Stated task 1:
Answer these questions about the commit diff, one answer per line, marked the same way:
(a) How many files does the commit change?
(b) What is the parent commit's identifier?
(c) In the new version, what default does the help text for `--work-dir` give?

Reading passage:
((

Switch to llama-cpp-python

2025-08-08 21:40:15 +01:00 · 2025-08-08 21:40:15 +01:00 · d937f2d5fa
commit d937f2d5fa
parent ef7df1a8c3
25 changed files with 2957 additions and 1181 deletions
--- a/quantise_gguf.py
+++ b/quantise_gguf.py
@ -1,10 +1,10 @@
 #!/usr/bin/env python3
-"""Bartowski Quantisation Script for advanced GGUF model processing.
+"""Advanced Quantisation Script for GGUF model processing.

-Implements a sophisticated quantisation pipeline supporting Q4_K_M, Q4_K_L,
-Q4_K_XL, and Q4_K_XXL methods with tensor-level precision control. Features
-parallel processing, status tracking, automatic README generation, and
-HuggingFace integration for streamlined model distribution workflows.
+Implements a sophisticated quantisation pipeline supporting Q4_K_M, Q4_K_L, Q4_K_XL and custom
+profiles with tensor-level precision control. Features parallel processing, status tracking,
+automatic README generation, and HuggingFace integration for streamlined model distribution
+workflows.

 Usage: python quantise.py <huggingface_url>
 """
@ -28,45 +28,38 @@ def main() -> None:
    to quantised GGUF files with optional HuggingFace upload and cleanup.
    """
    parser = argparse.ArgumentParser(
-        description="Bartowski Quantisation Script - Supports Q4_K_M, Q4_K_L, Q4_K_XL, Q4_K_XXL",
+        description=(
+            "GGUF model quantisation tool supporting Q2-Q8 formats including K-quants, "
+            "legacy formats, and Bartowski method variants with tensor-specific precision "
+            "for embeddings and output layers."
+        ),
        formatter_class=argparse.RawDescriptionHelpFormatter,
        epilog="""
 Examples:
-  python quantise.py https://huggingface.co/DavidAU/Gemma-3-4b-it-Uncensored-DBL-X
-  python quantise.py hf.co/DavidAU/Gemma-3-it-4B-Uncensored-DBL-X-GGUF:F16
+  uv run quantise.py https://huggingface.co/MyUser/SafeTensorModelRepo
+  uv run quantise.py hf.co/MyUser/Model-Repo-GGUF:F16
        """,
    )
    parser.add_argument("url", help="HuggingFace model URL")
-    parser.add_argument(
-        "--work-dir", type=Path, help="Working directory (default: ./quantisation_work)"
-    )
+    parser.add_argument("--work-dir", type=Path, help="Working directory (default: ./work)")
    parser.add_argument(
        "--no-imatrix",
        action="store_true",
-        help="Skip imatrix generation (faster but lower quality)",
-    )

))

Supplied material:
((

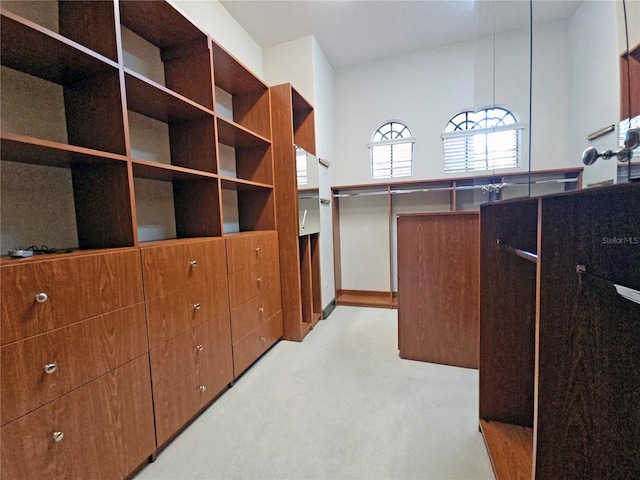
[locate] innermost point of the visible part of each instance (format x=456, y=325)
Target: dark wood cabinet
x=438, y=287
x=558, y=344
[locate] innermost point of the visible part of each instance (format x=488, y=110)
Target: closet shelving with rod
x=370, y=209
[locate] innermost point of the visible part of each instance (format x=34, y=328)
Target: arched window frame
x=488, y=139
x=391, y=151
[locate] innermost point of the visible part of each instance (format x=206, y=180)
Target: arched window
x=484, y=140
x=391, y=151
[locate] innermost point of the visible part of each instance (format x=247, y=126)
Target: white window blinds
x=481, y=149
x=391, y=158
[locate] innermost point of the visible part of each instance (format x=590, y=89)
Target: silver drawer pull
x=50, y=368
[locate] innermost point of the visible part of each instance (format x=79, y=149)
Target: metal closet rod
x=532, y=257
x=450, y=188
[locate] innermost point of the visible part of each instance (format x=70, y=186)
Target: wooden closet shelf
x=23, y=149
x=234, y=135
x=155, y=101
x=33, y=49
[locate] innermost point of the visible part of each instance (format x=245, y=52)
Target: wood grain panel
x=438, y=288
x=507, y=312
x=250, y=249
x=589, y=395
x=81, y=352
x=168, y=268
x=174, y=314
x=252, y=313
x=107, y=426
x=510, y=449
x=78, y=287
x=179, y=404
x=248, y=349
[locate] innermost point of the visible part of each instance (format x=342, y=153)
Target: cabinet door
x=41, y=295
x=42, y=368
x=105, y=430
x=169, y=268
x=251, y=249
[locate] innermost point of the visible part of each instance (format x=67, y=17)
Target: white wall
x=215, y=20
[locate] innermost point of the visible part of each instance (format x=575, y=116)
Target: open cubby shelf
x=157, y=131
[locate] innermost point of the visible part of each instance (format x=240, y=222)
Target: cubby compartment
x=161, y=45
x=171, y=203
x=241, y=97
x=89, y=23
x=52, y=89
x=246, y=207
x=167, y=128
x=243, y=154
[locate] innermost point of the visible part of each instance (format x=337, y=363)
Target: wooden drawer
x=107, y=426
x=174, y=360
x=247, y=250
x=181, y=402
x=78, y=354
x=176, y=313
x=75, y=288
x=172, y=267
x=251, y=282
x=252, y=313
x=248, y=349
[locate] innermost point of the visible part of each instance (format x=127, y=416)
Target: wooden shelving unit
x=440, y=195
x=293, y=125
x=558, y=344
x=112, y=108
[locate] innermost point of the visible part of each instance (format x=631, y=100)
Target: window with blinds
x=479, y=141
x=391, y=151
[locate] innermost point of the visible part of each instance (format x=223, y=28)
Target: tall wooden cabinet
x=293, y=125
x=146, y=150
x=559, y=336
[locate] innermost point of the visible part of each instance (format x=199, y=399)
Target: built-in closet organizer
x=438, y=287
x=134, y=141
x=372, y=208
x=76, y=392
x=560, y=335
x=294, y=125
x=186, y=295
x=254, y=296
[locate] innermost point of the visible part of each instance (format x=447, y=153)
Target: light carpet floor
x=340, y=405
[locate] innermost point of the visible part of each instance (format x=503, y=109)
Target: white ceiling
x=357, y=31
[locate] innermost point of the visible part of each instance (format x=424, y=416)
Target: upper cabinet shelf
x=240, y=96
x=32, y=49
x=162, y=45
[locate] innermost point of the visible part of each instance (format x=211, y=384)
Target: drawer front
x=181, y=402
x=40, y=369
x=251, y=282
x=248, y=349
x=40, y=296
x=252, y=313
x=107, y=426
x=176, y=313
x=170, y=268
x=249, y=250
x=174, y=360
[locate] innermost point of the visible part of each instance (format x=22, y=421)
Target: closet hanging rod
x=630, y=294
x=532, y=257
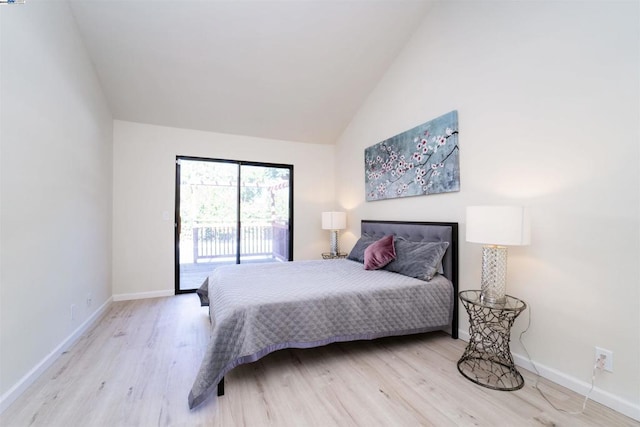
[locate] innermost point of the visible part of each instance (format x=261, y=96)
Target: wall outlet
x=607, y=364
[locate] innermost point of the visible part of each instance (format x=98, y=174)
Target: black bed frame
x=416, y=231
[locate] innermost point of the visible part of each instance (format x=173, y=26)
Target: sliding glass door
x=230, y=212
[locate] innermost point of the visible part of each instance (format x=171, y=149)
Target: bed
x=256, y=309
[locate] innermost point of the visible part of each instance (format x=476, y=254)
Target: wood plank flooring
x=137, y=365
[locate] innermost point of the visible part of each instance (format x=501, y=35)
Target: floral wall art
x=421, y=161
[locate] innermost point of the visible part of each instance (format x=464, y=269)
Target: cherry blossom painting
x=421, y=161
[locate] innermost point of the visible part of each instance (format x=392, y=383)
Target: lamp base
x=494, y=274
x=334, y=243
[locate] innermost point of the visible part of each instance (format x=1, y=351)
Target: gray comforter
x=258, y=309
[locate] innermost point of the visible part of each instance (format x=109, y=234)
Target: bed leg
x=221, y=387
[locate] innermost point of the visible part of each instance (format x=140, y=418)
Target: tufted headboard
x=425, y=232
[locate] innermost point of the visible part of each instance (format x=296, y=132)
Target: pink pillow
x=379, y=253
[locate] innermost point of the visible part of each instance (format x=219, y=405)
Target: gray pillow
x=421, y=260
x=357, y=253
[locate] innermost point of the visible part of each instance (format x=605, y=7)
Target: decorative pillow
x=379, y=254
x=421, y=260
x=357, y=253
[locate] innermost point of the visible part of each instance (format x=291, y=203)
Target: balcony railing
x=218, y=241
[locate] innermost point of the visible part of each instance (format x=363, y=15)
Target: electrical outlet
x=607, y=364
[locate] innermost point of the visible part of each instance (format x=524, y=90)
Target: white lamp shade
x=498, y=225
x=334, y=220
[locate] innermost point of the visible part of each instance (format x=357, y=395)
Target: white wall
x=56, y=147
x=548, y=102
x=144, y=189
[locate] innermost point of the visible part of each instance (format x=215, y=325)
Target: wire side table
x=487, y=360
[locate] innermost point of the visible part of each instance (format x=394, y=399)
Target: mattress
x=256, y=309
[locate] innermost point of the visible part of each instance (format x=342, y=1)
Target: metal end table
x=487, y=360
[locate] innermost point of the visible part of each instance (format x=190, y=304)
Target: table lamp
x=334, y=221
x=496, y=227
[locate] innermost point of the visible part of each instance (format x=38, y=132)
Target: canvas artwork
x=421, y=161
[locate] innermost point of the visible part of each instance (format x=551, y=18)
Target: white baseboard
x=14, y=392
x=618, y=404
x=143, y=295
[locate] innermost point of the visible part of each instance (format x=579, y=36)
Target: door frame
x=177, y=221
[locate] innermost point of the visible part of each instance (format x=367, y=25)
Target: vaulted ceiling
x=295, y=70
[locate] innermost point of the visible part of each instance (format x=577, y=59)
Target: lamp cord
x=593, y=376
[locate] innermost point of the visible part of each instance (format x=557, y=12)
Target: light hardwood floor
x=137, y=365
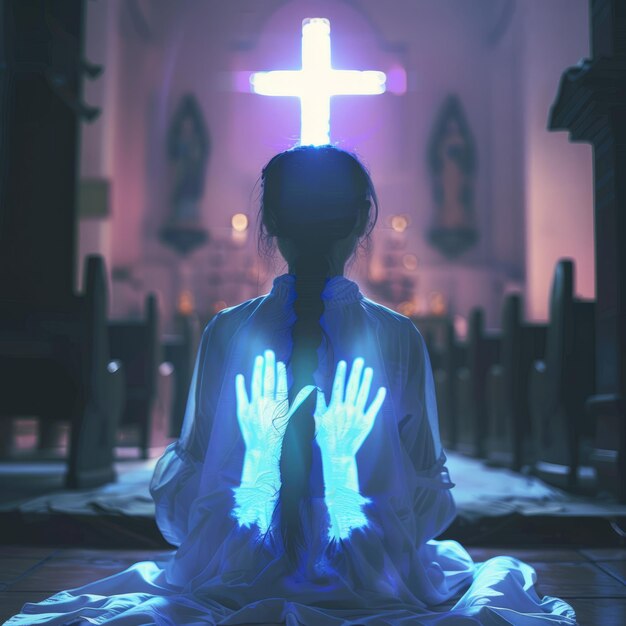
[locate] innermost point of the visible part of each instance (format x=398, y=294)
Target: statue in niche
x=452, y=162
x=187, y=148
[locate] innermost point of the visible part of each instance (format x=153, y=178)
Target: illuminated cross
x=316, y=82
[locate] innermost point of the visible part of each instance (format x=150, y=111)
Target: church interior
x=132, y=138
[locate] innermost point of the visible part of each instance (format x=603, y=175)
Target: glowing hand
x=263, y=417
x=341, y=428
x=343, y=425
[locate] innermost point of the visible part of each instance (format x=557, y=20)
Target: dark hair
x=314, y=196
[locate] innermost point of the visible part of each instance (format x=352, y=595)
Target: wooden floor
x=593, y=580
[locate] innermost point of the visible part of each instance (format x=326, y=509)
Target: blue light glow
x=316, y=82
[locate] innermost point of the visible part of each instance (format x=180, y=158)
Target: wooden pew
x=180, y=350
x=54, y=364
x=452, y=357
x=560, y=385
x=446, y=354
x=483, y=350
x=509, y=440
x=148, y=381
x=54, y=354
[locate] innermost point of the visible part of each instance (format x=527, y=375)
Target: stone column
x=591, y=105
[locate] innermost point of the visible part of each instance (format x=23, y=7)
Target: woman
x=309, y=480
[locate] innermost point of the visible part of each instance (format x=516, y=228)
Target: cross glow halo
x=316, y=82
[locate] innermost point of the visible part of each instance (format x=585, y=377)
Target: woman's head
x=317, y=203
x=316, y=200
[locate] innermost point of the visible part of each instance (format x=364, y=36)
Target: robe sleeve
x=432, y=501
x=175, y=482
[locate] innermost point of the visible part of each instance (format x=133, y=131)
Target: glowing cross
x=316, y=82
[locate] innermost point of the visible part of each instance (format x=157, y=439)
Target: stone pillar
x=591, y=105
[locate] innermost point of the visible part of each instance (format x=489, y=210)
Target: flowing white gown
x=390, y=572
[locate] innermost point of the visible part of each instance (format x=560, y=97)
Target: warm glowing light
x=409, y=261
x=316, y=82
x=399, y=223
x=239, y=222
x=186, y=304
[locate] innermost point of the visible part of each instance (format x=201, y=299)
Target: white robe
x=390, y=572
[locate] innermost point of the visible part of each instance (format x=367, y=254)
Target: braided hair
x=313, y=197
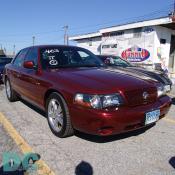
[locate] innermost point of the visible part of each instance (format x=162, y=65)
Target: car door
x=15, y=71
x=30, y=78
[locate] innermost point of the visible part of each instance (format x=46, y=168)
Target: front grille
x=135, y=97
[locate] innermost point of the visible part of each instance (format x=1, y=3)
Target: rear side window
x=32, y=55
x=19, y=60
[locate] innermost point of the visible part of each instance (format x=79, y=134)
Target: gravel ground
x=143, y=152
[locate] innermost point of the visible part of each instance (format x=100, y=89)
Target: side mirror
x=29, y=65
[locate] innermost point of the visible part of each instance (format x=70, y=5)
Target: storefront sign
x=135, y=54
x=148, y=30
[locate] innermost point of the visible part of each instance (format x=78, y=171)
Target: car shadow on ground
x=84, y=168
x=94, y=138
x=173, y=101
x=11, y=173
x=172, y=162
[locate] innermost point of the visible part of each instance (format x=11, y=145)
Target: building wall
x=92, y=44
x=133, y=43
x=162, y=50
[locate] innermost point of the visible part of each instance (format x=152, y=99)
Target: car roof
x=43, y=46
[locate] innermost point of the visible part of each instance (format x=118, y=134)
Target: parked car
x=77, y=91
x=124, y=65
x=3, y=62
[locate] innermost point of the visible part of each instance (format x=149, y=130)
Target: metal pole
x=14, y=47
x=65, y=35
x=33, y=38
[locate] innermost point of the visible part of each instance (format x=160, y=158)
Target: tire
x=11, y=94
x=58, y=116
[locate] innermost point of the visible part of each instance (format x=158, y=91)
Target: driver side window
x=32, y=56
x=19, y=60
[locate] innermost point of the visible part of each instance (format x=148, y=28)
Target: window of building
x=109, y=46
x=162, y=41
x=118, y=33
x=137, y=32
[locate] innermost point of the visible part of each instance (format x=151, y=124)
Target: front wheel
x=11, y=94
x=58, y=116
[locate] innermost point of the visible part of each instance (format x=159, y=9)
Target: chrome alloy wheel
x=55, y=115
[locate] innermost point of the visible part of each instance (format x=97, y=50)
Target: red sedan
x=77, y=91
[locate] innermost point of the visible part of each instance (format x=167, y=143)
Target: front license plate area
x=152, y=117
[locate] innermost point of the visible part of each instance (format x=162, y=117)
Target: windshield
x=5, y=60
x=116, y=61
x=61, y=57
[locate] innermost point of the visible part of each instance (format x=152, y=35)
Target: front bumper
x=123, y=119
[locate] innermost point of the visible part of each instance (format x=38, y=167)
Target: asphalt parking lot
x=150, y=151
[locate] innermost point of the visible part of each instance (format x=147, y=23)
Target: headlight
x=98, y=101
x=161, y=91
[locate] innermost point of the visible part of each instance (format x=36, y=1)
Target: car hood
x=100, y=80
x=156, y=75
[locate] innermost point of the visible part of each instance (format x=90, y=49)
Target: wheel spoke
x=55, y=115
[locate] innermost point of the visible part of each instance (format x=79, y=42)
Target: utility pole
x=66, y=38
x=14, y=48
x=33, y=39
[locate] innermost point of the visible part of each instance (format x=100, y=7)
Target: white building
x=147, y=42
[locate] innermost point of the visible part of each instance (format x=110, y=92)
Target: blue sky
x=44, y=19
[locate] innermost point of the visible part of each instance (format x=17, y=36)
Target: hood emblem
x=145, y=95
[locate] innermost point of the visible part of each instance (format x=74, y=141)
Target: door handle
x=37, y=83
x=18, y=75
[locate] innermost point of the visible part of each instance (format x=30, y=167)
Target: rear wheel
x=58, y=116
x=11, y=94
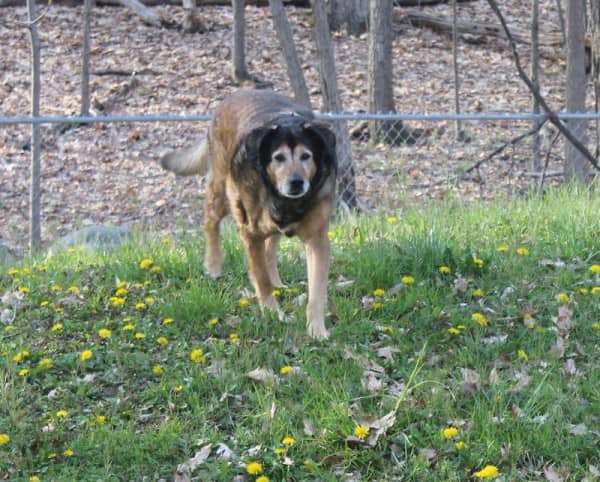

))

Stated task 2:
From the records, copy out verbatim the stretch from the line containing "(format x=245, y=52)" through the line containing "x=243, y=154", both lines included.

Correct output 1:
(a) 25
(b) ef7df1a8c3
(c) ./work

Correct output 2:
[locate] innermost point of the visible part of each instance (format x=245, y=52)
Target: wood grain panel
x=438, y=288
x=507, y=312
x=250, y=249
x=589, y=395
x=81, y=352
x=168, y=268
x=174, y=314
x=252, y=313
x=107, y=426
x=510, y=449
x=78, y=287
x=179, y=404
x=248, y=349
[locate] innermost point of the visible part of each instance (format x=342, y=153)
Target: cabinet door
x=41, y=295
x=42, y=368
x=105, y=430
x=169, y=268
x=251, y=249
[locate] innermost point of the visible part of each instance (format x=67, y=17)
Target: white wall
x=215, y=20
[locate] innermost point of the visible part of each instance (format x=575, y=116)
Target: open cubby shelf
x=157, y=131
[locate] innermost point of the visible part of each instance (format x=240, y=222)
Target: cubby compartment
x=161, y=45
x=171, y=203
x=241, y=97
x=89, y=23
x=52, y=89
x=246, y=207
x=167, y=128
x=243, y=154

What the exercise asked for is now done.